* [Tugas yang Diberikan]
Tolong salin persis semua baris entri, mulai dari baris yang memuat "[locate] the person" terus ke bawah hingga baris yang memuat "x=808, y=95", termasuk kedua baris itu.

* [Data yang Disediakan]
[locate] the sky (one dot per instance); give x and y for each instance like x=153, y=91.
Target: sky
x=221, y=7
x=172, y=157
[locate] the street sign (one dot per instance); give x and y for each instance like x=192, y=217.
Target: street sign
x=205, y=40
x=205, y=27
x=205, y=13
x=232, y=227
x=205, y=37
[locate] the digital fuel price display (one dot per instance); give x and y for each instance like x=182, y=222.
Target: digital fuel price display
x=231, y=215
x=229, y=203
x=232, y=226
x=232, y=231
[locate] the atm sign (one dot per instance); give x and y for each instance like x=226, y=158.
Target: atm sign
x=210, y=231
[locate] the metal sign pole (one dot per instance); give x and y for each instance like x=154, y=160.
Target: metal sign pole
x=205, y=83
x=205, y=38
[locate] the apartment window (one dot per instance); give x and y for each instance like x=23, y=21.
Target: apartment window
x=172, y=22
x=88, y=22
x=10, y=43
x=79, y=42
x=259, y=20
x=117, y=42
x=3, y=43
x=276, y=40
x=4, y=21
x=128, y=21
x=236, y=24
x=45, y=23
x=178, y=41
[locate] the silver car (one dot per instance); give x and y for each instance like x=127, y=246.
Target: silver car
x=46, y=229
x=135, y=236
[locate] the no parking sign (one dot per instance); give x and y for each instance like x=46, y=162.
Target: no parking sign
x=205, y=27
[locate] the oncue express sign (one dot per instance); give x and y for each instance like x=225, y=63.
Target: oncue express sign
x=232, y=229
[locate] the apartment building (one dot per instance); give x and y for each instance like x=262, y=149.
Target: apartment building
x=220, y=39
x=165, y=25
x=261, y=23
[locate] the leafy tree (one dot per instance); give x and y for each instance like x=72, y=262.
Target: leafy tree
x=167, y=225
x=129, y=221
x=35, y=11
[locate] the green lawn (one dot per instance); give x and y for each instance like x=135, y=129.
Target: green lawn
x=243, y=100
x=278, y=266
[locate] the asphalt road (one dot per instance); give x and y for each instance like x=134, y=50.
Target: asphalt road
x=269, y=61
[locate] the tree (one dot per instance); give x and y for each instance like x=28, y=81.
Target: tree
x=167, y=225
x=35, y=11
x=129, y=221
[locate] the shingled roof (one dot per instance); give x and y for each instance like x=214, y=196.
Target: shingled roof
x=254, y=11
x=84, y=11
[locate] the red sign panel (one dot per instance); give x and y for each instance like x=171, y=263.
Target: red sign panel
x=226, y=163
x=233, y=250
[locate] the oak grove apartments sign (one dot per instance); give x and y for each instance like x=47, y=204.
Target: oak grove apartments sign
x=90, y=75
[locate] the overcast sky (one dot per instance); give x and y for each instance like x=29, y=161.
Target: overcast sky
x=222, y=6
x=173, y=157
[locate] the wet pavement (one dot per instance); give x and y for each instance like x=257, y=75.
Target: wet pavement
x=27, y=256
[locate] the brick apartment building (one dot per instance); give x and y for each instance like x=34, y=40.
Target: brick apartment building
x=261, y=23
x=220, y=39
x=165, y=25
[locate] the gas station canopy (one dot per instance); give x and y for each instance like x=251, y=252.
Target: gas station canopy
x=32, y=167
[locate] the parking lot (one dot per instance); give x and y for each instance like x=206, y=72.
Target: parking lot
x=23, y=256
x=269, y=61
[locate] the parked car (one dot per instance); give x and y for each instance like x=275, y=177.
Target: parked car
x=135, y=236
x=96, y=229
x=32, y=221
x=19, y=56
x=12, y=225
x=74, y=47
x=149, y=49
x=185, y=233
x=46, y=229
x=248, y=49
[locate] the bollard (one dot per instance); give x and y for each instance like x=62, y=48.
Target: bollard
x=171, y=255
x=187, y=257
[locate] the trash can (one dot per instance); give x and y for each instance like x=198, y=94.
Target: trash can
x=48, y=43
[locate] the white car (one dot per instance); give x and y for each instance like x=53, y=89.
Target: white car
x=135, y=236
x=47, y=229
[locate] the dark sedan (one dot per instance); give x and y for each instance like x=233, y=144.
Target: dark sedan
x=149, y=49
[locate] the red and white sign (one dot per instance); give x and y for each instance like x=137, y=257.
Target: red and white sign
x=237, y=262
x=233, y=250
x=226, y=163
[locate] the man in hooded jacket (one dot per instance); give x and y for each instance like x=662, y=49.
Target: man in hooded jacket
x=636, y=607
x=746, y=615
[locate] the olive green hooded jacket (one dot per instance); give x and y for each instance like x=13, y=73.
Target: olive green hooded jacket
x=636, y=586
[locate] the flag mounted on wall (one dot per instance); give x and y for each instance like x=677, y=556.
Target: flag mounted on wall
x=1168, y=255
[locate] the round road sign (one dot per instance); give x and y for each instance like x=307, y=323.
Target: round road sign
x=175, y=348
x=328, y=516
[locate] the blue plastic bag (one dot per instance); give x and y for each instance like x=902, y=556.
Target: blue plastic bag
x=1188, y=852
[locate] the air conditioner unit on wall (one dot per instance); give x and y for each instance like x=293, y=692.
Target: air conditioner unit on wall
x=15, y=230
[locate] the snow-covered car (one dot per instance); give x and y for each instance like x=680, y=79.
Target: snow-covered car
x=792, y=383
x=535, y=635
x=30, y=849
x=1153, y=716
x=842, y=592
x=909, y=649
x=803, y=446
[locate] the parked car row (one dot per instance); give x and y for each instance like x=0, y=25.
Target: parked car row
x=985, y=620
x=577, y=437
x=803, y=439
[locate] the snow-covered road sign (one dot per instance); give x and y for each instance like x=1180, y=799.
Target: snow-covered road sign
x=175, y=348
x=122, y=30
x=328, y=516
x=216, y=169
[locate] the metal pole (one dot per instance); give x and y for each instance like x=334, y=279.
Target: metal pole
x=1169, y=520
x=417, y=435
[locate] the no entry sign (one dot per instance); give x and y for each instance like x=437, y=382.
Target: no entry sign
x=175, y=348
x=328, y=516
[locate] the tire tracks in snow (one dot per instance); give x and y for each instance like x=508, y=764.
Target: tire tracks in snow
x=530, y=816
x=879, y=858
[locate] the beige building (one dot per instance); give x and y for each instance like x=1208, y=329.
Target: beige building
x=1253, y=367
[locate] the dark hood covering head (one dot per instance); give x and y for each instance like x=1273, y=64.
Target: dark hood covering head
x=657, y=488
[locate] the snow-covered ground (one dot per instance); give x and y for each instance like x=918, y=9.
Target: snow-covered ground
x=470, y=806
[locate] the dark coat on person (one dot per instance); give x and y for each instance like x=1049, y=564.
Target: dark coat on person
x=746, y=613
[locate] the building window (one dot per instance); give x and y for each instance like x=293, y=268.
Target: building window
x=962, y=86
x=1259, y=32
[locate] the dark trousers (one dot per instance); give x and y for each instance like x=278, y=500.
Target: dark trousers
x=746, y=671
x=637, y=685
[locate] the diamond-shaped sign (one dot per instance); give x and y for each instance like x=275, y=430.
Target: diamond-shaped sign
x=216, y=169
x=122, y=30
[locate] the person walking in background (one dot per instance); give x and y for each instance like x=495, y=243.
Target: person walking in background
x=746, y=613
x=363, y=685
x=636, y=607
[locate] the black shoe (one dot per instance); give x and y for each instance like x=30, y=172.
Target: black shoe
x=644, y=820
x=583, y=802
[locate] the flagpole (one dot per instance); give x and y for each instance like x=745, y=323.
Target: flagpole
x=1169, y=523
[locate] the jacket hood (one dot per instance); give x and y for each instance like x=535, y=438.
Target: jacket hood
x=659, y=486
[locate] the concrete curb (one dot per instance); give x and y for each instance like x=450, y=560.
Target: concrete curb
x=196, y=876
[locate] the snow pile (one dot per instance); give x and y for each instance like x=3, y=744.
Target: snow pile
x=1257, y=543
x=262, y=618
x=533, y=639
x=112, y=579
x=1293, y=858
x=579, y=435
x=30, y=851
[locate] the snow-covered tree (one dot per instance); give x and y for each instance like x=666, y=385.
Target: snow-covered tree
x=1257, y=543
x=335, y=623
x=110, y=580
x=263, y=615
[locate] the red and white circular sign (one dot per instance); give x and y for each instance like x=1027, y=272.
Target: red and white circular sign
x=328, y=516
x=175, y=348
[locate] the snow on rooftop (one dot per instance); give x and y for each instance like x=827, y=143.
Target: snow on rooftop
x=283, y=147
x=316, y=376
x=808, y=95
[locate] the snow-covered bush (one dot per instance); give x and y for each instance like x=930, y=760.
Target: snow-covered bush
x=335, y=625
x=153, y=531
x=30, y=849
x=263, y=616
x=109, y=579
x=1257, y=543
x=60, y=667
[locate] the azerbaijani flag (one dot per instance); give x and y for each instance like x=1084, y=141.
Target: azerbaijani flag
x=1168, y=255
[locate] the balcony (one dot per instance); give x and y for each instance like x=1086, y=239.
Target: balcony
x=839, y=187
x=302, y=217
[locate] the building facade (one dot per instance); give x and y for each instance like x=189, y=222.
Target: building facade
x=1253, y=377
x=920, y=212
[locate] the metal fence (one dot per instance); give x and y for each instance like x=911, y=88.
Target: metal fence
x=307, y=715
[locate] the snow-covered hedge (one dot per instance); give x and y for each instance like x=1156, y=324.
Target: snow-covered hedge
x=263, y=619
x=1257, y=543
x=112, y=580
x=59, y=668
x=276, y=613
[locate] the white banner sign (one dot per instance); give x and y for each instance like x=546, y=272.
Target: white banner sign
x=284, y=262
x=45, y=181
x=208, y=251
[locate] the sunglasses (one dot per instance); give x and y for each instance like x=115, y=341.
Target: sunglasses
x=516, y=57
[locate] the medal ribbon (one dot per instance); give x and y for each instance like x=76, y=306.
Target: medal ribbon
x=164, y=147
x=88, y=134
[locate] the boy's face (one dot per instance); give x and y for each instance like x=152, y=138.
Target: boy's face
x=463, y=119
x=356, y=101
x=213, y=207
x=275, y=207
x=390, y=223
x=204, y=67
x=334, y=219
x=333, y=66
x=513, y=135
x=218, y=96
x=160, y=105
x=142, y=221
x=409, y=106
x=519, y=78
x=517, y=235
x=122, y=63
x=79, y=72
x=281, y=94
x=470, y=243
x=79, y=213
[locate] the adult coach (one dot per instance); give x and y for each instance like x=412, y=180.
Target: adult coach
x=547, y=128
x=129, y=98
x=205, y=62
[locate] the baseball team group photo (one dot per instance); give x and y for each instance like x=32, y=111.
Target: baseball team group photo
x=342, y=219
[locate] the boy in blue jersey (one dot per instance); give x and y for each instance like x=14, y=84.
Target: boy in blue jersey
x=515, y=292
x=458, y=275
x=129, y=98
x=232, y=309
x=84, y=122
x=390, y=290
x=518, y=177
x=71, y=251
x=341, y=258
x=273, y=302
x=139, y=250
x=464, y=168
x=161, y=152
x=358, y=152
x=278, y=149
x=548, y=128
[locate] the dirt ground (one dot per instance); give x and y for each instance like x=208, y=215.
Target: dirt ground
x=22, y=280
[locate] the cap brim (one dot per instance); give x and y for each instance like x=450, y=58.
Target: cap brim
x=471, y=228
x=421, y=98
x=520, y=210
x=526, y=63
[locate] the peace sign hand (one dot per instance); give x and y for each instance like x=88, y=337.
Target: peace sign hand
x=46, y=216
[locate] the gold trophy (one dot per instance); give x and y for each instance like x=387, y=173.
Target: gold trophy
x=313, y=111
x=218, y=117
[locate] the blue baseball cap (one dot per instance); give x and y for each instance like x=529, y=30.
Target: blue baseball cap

* [Hasil Keluaran]
[locate] the person walking in background (one dot per instance); give x and y for each instance like x=495, y=243.
Target: person walking in background
x=746, y=613
x=363, y=685
x=636, y=607
[locate] the black shoe (one dot per instance); give x and y for each instance like x=30, y=172.
Target: black shoe
x=644, y=820
x=583, y=802
[locate] the flagpole (one dot per instance); give x and y for each instance like x=745, y=323.
Target: flagpole
x=1169, y=523
[locate] the jacket hood (one dot per instance); give x and y for each instance like x=535, y=438.
Target: jacket hood
x=659, y=486
[locate] the concrete curb (one dot per instance); give x and y for each instance like x=450, y=560.
Target: concrete curb
x=196, y=876
[locate] the snow pile (one dot per instance); give x and y for each instance like x=3, y=744.
Target: snow pile
x=1257, y=543
x=262, y=618
x=533, y=639
x=112, y=579
x=1293, y=858
x=579, y=435
x=30, y=851
[locate] the snow-covered tree (one dot per instance); give x and y for each instance like x=666, y=385.
Target: snow-covered tree
x=1257, y=543
x=335, y=623
x=110, y=580
x=263, y=615
[locate] the red and white circular sign (one dot per instance); give x and y for each instance like x=1027, y=272.
Target: red and white circular sign
x=328, y=516
x=175, y=348
[locate] the snow on rooftop (one dot per instance); give x and y for each instance like x=827, y=143.
Target: snow on rooftop
x=283, y=147
x=316, y=376
x=808, y=95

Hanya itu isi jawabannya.